**WORK REQUIRED**
Write out the testimony about a father's will word for word, starting with "Combined with other" and going on through "suicidal feelings daily.".

A testimony on psycho-social aspects of my father’s choices, my struggle and my emancipation
30 April 2022
When my father (T.S.) died from a sudden and quick illness in 2021, I was initially shocked, like everyone. It was so soon, just 1 month after the diagnosis of pancreatic cancer, aged 73. At the cremation I spoke in general words, and I just did what was expected of me, as a daughter. I said kind things, without mentioning that I always had a complicated relation with my father. I did not say a word about how much he had hurt me.
Yet soon after that, while reflecting on my father’s role in my life, I faced myself in the mirror and I had to admit to myself that my father was not a kind person to me. This was not because of anything I had done, but it was rooted in his resentment over the divorce between him and my mother. For very long, I had thought he just did not like me for particular reasons, such as my lifestyle or choices in life. But when he passed away, and his last will document was pulled out, everything became clearer.
Seeing the last will of my father brought back a lot of memories. It also made me realize my own mistake of giving my father the benefit of the doubt on so many painful occasions, simply because I had forgotten who he really was. Seeing his last will dating from 1992, brought back a lot of memories.
Rejected, confused and institutionalized
My father already excluded me from his inheritance when I was age 14, when he was remarrying. I have always lived with my mother, but visited my father every other weekend. I remember how I disagreed with my father about his last will. I gave many arguments why he as a father has a responsibility towards his children, but he stated he was free to start a new life. This rejection made me feel very lonely and weird, with a low self-esteem.
Combined with other issues in my life, it contributed to a depression and eventually a suicide attempt at age 16. After which I was subjected to forced treatment in a closed youth institution which was done ‘to avoid self-harm and suicide attempts’. There, I faced a wide variety of coercive measures, including a regime of solitary confinement for nearly 2 years. In those years, under those circumstances, I was struggling with suicidal feelings daily.
The confinement forced me to forget about the life I had before. I was alone in a cell. I had no life anymore. My family and friends were far away, and were no longer part of my daily life. I still felt miserable. My daily struggles took up all my energy, and I had no time to think about the life I had before, and the reasons why I ended up in psychiatry. Hence, I had slowly forgotten about the last will declaration of my father.

**PROVIDED DATA**
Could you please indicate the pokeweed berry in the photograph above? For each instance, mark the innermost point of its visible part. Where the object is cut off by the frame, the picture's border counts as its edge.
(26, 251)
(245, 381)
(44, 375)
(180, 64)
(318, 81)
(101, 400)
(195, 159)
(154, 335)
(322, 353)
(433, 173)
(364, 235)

...

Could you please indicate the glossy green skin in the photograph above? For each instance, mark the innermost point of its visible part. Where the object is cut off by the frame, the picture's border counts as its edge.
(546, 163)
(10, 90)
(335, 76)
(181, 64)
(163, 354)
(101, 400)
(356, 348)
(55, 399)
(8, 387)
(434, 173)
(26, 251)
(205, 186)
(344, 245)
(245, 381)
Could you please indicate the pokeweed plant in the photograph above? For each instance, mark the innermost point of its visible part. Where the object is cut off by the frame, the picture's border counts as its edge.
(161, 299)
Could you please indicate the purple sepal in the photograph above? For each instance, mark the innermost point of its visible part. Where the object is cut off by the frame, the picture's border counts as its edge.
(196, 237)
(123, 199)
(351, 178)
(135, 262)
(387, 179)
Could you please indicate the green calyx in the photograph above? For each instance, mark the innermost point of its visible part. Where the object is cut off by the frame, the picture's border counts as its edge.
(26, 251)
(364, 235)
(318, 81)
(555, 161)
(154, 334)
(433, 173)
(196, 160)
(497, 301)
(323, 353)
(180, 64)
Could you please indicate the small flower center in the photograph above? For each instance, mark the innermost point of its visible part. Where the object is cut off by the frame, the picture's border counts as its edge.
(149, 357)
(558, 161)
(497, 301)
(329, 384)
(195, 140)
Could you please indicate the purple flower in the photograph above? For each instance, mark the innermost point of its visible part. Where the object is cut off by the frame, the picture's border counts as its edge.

...

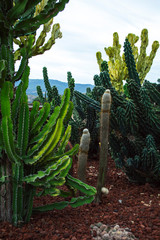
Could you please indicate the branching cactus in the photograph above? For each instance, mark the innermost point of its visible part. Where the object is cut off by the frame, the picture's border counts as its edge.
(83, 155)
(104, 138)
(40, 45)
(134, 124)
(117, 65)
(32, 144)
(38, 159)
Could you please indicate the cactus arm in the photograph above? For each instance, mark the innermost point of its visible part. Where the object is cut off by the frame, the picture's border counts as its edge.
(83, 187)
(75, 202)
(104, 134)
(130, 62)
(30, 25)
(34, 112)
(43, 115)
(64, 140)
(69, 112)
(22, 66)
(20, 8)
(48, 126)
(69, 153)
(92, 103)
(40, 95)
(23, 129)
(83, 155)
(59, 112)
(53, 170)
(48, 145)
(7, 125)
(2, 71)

**OUTPUT BELOW**
Combined with other issues in my life, it contributed to a depression and eventually a suicide attempt at age 16. After which I was subjected to forced treatment in a closed youth institution which was done ‘to avoid self-harm and suicide attempts’. There, I faced a wide variety of coercive measures, including a regime of solitary confinement for nearly 2 years. In those years, under those circumstances, I was struggling with suicidal feelings daily.